# [EXCERPT TO READ]
Fix: parse_json_response() strips Markdown fences before JSON parsing.

Problem 3: Municipality names do not match

Cause: User writes e.g. "Zürich" while the dataset entry is "Zürich (Kreis 1)", or typos occur.
Fix: match_town() first uses exact match, then substring match.

9. Deployment Notes

9.1 Files included

app.py
requirements.txt
README.md
documentation.md
random_forest_regression.pkl
bfs_municipality_and_tax_data.csv

9.2 Secrets / Environment Variables

OPENAI_API_KEY – OpenAI API key (mandatory)

9.3 Deployment Result

The Space runs successfully on Hugging Face. The Gradio UI is publicly accessible. All three output fields (JSON, price, explanation) are populated correctly.

9.4 Screenshots

Screenshot 1: Input "Ich suche eine 3.5-Zimmer-Wohnung mit etwa 85 m² in Winterthur."

Extracted JSON: rooms: 3.5, area_m2: 85, town: Winterthur – Prediction: 2117.32 CHF – The explanation mentions fixtures, micro-location and year of construction as uncertainty factors.

Screenshot 2: Input "4-Zimmer-Wohnung, 110 m², Zürich"

Extracted JSON: rooms: 4, area_m2: 110, town: Zürich – Prediction: 4028.79 CHF – The explanation highlights general market conditions in Zurich and names micro-location and year of construction as uncertainty factors.

# [TO DO]
1 > Answer these questions from the documentation excerpt, one line per answer, marked (a), (b), (c).
(a) What kind of match does match_town() try before substring match?
(b) Which environment variable is listed as mandatory?
(c) What price is predicted for the input "4-Zimmer-Wohnung, 110 m², Zürich"?
2 > Decide whether each statement agrees with the documentation excerpt. Answer yes or no for each, marked (a), (b), (c), and quote the words of the excerpt that decide it.
(a) The Space runs on Hugging Face.
(b) In Screenshot 1, the extracted area is 110 m².
(c) parse_json_response() strips Markdown fences after JSON parsing.
3 > Carry on with the documentation excerpt, starting right after its last sentence.

# [SUPPLIED INFORMATION]
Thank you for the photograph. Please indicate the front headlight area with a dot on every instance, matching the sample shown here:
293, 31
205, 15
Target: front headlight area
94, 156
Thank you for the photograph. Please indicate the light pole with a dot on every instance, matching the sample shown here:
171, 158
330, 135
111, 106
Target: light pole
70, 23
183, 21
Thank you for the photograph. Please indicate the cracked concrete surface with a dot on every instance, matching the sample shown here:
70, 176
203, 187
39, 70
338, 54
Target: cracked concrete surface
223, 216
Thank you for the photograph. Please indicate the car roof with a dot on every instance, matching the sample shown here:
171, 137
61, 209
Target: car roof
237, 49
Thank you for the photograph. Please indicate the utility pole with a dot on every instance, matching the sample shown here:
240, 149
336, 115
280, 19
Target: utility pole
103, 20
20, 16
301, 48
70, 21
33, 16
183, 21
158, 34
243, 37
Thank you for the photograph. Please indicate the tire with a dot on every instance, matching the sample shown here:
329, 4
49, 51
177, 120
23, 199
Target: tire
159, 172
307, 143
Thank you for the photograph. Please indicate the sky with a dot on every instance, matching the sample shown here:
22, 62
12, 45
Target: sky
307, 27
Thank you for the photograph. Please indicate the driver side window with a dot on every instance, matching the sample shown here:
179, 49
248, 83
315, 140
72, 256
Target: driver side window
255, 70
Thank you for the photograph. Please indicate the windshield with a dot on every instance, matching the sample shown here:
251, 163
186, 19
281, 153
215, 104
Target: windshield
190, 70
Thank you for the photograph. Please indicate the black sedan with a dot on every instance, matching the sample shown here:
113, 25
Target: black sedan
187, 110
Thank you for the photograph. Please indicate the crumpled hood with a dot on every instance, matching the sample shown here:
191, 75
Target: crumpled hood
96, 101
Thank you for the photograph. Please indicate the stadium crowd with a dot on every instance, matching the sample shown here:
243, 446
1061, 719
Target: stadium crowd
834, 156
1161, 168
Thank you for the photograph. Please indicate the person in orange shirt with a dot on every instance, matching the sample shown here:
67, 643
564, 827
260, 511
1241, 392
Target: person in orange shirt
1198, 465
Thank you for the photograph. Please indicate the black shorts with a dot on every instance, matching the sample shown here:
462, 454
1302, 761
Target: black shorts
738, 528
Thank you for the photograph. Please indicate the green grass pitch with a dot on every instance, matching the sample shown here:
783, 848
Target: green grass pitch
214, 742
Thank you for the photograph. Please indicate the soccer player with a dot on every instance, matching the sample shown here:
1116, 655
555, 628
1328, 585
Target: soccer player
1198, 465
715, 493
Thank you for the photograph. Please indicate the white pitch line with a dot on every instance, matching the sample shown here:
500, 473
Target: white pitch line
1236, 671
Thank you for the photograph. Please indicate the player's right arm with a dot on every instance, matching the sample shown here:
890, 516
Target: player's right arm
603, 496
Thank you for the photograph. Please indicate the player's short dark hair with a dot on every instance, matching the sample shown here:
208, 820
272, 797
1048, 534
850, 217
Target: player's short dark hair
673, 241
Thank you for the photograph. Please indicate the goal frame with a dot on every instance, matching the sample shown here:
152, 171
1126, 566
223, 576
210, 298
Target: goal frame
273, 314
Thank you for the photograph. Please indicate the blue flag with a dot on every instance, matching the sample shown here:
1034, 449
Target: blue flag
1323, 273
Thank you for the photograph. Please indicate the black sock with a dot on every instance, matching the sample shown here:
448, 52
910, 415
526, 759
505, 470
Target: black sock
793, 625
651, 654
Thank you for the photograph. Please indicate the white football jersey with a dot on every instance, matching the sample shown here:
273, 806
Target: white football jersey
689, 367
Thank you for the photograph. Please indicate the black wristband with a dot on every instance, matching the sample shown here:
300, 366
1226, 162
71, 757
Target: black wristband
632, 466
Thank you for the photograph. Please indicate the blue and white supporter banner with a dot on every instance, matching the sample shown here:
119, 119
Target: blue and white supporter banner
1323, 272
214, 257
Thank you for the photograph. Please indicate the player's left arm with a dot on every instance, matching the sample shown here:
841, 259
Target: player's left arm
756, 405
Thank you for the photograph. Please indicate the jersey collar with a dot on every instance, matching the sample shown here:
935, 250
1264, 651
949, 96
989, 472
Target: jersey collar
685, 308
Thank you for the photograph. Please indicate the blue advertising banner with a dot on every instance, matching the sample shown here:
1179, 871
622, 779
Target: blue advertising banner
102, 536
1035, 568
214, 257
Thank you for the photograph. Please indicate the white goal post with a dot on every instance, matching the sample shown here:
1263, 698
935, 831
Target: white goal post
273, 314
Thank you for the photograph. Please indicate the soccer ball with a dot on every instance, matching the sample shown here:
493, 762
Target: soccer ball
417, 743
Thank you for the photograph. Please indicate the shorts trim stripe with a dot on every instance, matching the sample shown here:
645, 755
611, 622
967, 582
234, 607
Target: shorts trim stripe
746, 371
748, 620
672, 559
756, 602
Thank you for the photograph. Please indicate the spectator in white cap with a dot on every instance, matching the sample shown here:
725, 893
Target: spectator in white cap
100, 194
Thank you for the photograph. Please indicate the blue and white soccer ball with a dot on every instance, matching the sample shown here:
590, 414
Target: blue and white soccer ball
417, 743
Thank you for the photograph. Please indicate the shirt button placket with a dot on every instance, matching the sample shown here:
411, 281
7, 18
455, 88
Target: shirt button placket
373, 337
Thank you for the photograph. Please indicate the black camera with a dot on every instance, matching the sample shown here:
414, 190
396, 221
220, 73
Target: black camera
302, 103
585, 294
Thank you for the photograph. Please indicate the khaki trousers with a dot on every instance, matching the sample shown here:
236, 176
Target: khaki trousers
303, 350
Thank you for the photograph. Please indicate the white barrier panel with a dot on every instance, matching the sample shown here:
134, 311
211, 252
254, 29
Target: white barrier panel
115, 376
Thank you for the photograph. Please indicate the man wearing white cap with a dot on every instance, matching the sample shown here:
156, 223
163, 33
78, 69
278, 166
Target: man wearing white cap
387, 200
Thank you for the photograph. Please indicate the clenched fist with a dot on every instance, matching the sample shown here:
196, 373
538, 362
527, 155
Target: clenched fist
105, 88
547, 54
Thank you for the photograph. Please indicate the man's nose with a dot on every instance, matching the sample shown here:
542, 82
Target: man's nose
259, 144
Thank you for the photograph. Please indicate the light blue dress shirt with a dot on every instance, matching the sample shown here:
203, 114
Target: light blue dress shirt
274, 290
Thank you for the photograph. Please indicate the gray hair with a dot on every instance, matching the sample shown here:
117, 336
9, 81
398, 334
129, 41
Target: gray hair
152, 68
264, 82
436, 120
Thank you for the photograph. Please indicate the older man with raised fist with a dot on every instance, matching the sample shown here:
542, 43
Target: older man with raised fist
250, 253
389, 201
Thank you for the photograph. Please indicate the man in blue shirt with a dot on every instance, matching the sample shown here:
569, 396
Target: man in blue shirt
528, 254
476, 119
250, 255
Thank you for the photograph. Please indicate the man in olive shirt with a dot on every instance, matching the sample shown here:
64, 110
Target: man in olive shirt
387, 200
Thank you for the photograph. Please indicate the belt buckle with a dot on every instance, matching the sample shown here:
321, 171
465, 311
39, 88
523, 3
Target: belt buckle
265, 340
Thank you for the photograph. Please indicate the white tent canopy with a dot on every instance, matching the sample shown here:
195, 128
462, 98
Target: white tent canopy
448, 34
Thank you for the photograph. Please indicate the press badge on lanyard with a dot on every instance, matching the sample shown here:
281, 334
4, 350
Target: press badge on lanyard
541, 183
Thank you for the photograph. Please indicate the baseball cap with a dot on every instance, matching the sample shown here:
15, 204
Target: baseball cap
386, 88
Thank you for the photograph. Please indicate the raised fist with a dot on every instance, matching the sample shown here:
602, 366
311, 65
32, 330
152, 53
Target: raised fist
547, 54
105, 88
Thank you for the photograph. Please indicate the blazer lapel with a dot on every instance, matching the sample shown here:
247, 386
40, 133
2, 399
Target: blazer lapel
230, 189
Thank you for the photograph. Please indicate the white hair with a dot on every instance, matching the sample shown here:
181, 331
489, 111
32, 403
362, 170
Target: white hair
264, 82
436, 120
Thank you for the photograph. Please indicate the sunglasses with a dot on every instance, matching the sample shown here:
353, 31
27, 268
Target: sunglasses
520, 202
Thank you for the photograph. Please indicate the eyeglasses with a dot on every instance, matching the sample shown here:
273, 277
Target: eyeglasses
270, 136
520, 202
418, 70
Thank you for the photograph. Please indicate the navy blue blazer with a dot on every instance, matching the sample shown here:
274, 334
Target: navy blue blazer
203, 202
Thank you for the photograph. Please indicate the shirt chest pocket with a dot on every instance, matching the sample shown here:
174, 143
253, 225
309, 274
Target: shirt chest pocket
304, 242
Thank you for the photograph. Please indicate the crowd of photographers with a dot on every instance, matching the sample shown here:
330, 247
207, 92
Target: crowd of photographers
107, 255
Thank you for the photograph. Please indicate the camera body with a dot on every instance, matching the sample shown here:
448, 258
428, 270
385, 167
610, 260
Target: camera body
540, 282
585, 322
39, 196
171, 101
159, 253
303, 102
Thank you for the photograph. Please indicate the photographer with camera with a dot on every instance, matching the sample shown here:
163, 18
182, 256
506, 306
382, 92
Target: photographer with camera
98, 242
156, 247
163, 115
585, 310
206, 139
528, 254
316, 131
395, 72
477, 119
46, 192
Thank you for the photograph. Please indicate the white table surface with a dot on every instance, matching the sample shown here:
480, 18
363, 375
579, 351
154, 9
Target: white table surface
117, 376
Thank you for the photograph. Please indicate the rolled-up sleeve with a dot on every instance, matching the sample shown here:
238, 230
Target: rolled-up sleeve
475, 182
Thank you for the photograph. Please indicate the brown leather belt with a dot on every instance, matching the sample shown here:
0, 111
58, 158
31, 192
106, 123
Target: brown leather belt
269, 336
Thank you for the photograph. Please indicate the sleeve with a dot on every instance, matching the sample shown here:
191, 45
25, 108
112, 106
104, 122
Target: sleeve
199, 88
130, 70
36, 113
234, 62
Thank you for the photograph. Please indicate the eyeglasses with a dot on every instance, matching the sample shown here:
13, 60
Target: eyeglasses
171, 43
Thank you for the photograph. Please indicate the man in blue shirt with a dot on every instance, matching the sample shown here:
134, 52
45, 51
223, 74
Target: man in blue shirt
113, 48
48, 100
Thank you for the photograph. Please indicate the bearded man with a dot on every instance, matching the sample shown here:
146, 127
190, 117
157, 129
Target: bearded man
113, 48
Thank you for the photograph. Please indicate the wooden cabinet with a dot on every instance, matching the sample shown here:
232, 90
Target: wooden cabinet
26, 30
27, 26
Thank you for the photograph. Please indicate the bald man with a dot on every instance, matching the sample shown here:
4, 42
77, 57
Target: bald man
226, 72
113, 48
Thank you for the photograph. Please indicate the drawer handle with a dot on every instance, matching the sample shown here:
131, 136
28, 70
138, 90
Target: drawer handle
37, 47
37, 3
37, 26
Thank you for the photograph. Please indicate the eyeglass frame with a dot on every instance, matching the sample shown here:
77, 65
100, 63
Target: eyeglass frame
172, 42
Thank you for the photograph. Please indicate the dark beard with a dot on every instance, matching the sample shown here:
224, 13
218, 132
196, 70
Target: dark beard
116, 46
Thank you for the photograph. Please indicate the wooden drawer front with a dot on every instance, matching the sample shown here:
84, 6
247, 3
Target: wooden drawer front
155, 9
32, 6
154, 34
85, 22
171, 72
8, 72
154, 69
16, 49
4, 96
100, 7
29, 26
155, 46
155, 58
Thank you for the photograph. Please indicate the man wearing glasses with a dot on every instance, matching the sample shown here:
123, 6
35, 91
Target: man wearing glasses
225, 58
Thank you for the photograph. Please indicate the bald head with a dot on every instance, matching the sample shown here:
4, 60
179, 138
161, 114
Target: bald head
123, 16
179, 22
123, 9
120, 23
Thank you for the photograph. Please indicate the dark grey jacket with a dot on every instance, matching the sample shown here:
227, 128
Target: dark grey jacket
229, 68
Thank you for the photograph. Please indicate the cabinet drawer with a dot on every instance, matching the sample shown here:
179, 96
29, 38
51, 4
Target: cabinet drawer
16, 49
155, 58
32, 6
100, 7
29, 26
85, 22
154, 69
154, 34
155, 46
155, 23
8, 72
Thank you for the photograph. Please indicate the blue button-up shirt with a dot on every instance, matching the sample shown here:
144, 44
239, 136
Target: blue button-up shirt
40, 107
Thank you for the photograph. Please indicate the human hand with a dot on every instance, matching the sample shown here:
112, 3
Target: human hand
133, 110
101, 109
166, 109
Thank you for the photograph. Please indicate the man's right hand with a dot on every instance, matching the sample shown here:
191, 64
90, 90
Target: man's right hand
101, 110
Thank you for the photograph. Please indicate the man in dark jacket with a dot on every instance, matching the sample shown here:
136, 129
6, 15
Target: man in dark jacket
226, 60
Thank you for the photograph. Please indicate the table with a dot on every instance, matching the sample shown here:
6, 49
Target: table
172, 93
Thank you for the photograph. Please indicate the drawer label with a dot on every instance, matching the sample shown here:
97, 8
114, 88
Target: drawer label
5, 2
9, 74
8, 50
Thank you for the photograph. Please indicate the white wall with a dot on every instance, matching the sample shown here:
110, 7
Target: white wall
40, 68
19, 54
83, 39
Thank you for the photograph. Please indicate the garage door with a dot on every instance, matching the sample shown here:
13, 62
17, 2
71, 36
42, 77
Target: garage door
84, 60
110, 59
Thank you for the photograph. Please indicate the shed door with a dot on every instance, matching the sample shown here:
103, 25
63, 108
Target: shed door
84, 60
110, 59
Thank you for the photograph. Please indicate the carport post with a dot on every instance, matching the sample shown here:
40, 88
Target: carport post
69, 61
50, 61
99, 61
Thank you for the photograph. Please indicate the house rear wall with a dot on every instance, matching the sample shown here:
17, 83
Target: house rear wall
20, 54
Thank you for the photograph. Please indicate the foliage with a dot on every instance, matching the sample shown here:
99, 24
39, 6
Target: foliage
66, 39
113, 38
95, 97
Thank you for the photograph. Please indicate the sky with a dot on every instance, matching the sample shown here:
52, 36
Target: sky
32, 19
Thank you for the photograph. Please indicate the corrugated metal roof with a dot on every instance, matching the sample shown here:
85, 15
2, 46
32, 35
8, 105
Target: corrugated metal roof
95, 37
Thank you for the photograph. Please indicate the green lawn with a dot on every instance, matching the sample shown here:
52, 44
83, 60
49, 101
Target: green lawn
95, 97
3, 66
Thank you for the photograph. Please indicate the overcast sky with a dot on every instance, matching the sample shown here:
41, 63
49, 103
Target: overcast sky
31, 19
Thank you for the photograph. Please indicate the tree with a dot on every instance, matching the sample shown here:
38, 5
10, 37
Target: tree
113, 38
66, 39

# [RESPONSE LIST]
1 >
(a) Exact match
(b) OPENAI_API_KEY
(c) 4028.79 CHF

2 >
(a) Yes: "The Space runs successfully on Hugging Face."
(b) No: "area_m2: 85"
(c) No: "strips Markdown fences before JSON parsing"

3 >
10. Reflection

The combination of a numeric regression model and an LLM works well: the model delivers fast, consistent estimates, while the LLM makes the communication with the user friendly and natural. The biggest weakness is the dependency on correct municipality names – typos or unknown municipalities lead to errors. German input is important because the BFS municipality data is in German and the LLM should adopt the municipality names directly. Potential improvements include more robust fuzzy matching for municipality names and the ability to ask clarifying questions when information is missing.

11. Responsible Use Note

The app provides estimates only, based on aggregated municipality and apartment data – not reliable rent figures for specific properties. The model does not account for important factors such as building condition, floor level, fixtures and micro-location. LLM-based extraction may produce incorrect values for ambiguous inputs. The results should be understood as a rough guide and do not replace professional real estate advice.